INSTRUCTIONS TO FOLLOW
Reproduce the lines below word for word, leaving out the pictures.

(Lines of data)
────────────────────
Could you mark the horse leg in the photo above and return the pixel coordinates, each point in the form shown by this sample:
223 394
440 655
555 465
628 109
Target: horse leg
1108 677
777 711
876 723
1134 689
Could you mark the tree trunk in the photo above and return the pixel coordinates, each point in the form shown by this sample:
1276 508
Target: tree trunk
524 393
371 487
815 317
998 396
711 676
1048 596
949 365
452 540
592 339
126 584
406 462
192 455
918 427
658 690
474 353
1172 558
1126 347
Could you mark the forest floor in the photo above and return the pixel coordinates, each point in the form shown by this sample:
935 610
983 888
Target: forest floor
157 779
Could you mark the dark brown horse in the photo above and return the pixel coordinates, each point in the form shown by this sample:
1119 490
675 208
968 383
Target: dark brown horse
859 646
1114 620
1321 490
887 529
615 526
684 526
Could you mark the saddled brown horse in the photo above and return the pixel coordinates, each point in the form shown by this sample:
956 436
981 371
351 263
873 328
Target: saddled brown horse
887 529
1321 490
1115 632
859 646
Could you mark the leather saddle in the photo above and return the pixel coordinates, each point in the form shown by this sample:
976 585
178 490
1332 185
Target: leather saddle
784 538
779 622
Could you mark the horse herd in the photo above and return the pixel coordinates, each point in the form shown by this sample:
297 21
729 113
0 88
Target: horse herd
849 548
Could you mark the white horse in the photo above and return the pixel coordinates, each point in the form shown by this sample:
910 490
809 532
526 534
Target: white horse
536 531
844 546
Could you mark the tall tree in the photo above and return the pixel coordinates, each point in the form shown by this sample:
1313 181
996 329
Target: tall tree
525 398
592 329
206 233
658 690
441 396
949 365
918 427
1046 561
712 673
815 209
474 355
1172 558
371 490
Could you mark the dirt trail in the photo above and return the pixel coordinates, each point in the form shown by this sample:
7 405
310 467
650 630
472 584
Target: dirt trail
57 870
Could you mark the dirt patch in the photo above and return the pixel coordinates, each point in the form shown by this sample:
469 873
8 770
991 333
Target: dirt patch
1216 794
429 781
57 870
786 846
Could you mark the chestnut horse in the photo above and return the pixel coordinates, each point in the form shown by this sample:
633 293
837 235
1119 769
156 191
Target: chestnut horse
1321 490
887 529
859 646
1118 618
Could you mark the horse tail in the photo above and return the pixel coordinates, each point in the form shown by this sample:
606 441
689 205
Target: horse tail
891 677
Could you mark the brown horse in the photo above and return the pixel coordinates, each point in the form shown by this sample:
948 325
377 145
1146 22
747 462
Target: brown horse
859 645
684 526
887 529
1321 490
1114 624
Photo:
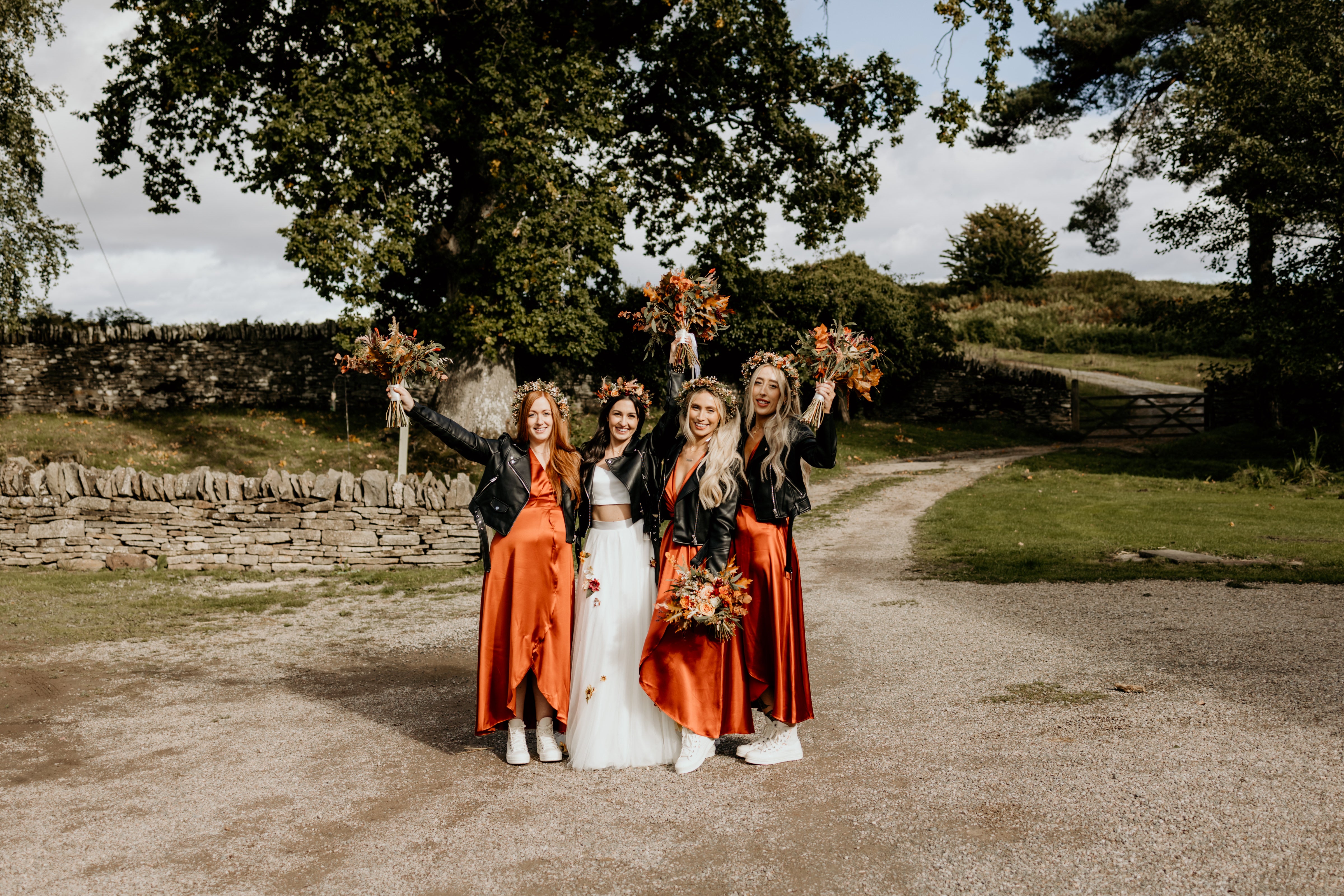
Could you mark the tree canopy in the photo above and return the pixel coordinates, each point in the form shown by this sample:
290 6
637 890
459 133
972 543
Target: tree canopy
────────────────────
CORRECT RESULT
Could you mark the horse leg in the photo above and return the pixel coordinates, each point in the form shown by this sample:
223 394
440 655
555 465
628 109
Target: horse leg
1108 677
777 711
876 723
1134 689
Could you mark the tree trunk in the photo above and return the pixel coordinates, each point in the form shown by this sample:
1276 508
Target: tree trunk
524 393
371 487
815 317
998 396
711 676
1048 596
949 365
452 540
592 339
126 584
406 462
192 455
918 427
658 690
474 353
1172 558
1126 347
Could you mark the forest floor in the photo above and return the pixel coordinates, each point in the form shown by this sample:
935 610
983 888
Target: forest floor
157 779
Could you mark the dark brown horse in the photo above and return the pixel coordinates, each point in the form shown by this sample:
1119 490
675 208
968 383
Target: dark brown horse
859 646
1114 620
1321 490
887 529
615 526
684 526
Could you mark the saddled brown horse in the photo above and return the pixel coordinates, each point in the form shown by this sample:
956 436
981 371
351 263
873 328
Target: saddled brown horse
887 529
1321 490
1115 632
859 646
Could you mark the leather saddle in the photo above and return the pixel coordinates, each point in the form shown by this sample:
976 585
178 490
1332 185
Target: leather saddle
784 538
779 622
Could you mark the horse herd in the photo above and return the pixel coordinates, each point in the form shown by this sample:
297 21
729 113
0 88
Target: horse herd
849 548
Could you mark the white horse in the photo above and return the pixel coordinates, each point in the form shown by this sample:
910 490
809 532
526 534
Target: white horse
536 531
844 546
Could you mark the tall tree in the photo above and return the pixel coordinates, each point in the form shown by this sample:
1313 181
996 329
Target: tall tree
525 398
592 329
206 233
658 690
441 396
949 365
918 427
1046 561
712 673
815 209
474 355
1172 558
371 490
Could you mark the dirt trail in the photo above and return the pixel coordinates, each point in the form shown by this sample:
7 405
310 467
650 630
472 584
Target: dirt trail
57 870
Could you mark the dirt patch in the photo above and return the pixel coordinates, each point in the form shown by this sample:
469 873
8 770
991 333
Target: dirt patch
1216 794
429 781
57 870
786 846
Could you mark the chestnut horse in the photo above and return the pixel coordinates, each point in the form shown by this sample:
633 293
837 235
1119 769
156 191
Target: chestnut horse
1321 490
887 529
859 646
1118 618
Could you mark the horse tail in the photo above and return the pixel coordinates, each point in the form shown by this sample:
606 441
689 205
Target: horse tail
891 677
Could you mark the brown horse in the photo above and return the pixel coordinates, each point in the form shown by this sample:
948 325
377 145
1146 22
747 462
Target: brown horse
859 645
684 526
887 529
1321 490
1114 624
Photo:
Could you mark the tree canopy in the photo above and return the pixel coordinates, each point in the form shown by this sample:
290 6
637 890
459 133
972 543
Target: tree canopy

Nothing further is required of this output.